Exercise material>
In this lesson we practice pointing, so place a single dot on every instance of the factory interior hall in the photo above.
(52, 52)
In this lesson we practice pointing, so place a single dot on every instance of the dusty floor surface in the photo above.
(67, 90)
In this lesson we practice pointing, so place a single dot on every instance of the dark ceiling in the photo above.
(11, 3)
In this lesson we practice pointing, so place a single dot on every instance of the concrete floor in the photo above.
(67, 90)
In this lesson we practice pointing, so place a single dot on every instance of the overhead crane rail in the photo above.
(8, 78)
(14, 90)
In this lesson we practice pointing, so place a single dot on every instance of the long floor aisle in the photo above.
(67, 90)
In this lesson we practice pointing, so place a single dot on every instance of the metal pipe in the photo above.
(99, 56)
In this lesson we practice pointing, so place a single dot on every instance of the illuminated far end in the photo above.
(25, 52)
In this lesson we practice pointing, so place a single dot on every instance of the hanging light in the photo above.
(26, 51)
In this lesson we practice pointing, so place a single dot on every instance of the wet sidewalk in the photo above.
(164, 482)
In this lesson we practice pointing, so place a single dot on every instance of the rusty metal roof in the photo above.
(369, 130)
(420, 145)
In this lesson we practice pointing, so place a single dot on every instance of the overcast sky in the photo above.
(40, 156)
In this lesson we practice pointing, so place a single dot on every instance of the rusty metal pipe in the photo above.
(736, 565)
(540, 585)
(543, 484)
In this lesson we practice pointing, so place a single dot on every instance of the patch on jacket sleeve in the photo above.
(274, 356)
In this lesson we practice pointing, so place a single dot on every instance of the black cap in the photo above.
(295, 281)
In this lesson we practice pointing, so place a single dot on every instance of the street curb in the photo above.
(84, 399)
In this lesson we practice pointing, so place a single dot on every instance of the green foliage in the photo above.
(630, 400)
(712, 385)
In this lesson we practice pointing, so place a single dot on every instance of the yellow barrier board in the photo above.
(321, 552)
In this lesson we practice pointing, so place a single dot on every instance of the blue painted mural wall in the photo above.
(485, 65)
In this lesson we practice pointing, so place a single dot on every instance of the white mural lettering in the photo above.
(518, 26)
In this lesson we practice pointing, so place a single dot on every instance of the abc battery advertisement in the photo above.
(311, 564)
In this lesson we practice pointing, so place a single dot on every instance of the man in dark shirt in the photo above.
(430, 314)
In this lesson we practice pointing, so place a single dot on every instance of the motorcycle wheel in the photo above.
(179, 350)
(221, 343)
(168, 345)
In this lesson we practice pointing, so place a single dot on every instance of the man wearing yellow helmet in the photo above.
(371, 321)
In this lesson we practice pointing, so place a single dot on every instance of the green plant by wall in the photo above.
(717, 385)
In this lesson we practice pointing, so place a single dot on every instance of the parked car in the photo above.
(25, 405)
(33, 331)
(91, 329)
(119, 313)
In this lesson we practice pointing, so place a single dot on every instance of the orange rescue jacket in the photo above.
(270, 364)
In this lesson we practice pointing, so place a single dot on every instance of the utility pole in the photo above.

Short task>
Please update the items from the line containing "mural wall in the photo above." through the end of the items, inclusive, by replacing "motorcycle wheel" with "bicycle wheel". Change nothing else, and return only those lines.

Complete response>
In this lesson we practice pointing, so place a single dot on every instance of the blue painted mural wall in the photo above.
(485, 65)
In this lesson we practice pointing, so place a single dot on every instance of the white mural lettering in the photo above.
(518, 26)
In this lesson we practice pointing, so place a single dot on every instance of the abc battery advertisement in the photo above.
(311, 564)
In this lesson we practice pointing, so place a single dot on every instance of the man in dark shirt in the photo above.
(430, 314)
In this lesson we practice pointing, so place a single dot on every instance of the bicycle wheel in the photo above.
(179, 350)
(221, 343)
(168, 345)
In this lesson we practice pointing, so place a single dot on every instance of the man wearing yellow helmet in the photo above.
(371, 321)
In this lesson we practice pointing, so place a single dot on every instance of the green plant by wall in the photo above.
(717, 385)
In this lesson we practice pointing, so place a single dot on every instance of the parked car in the photo above.
(25, 405)
(33, 331)
(91, 329)
(119, 313)
In this lesson we practice pointing, so place a single dot on every instance of the orange rescue jacket in the photo above.
(270, 364)
In this lesson we practice pointing, so place a single dot on every instance of the utility pole in the photo above.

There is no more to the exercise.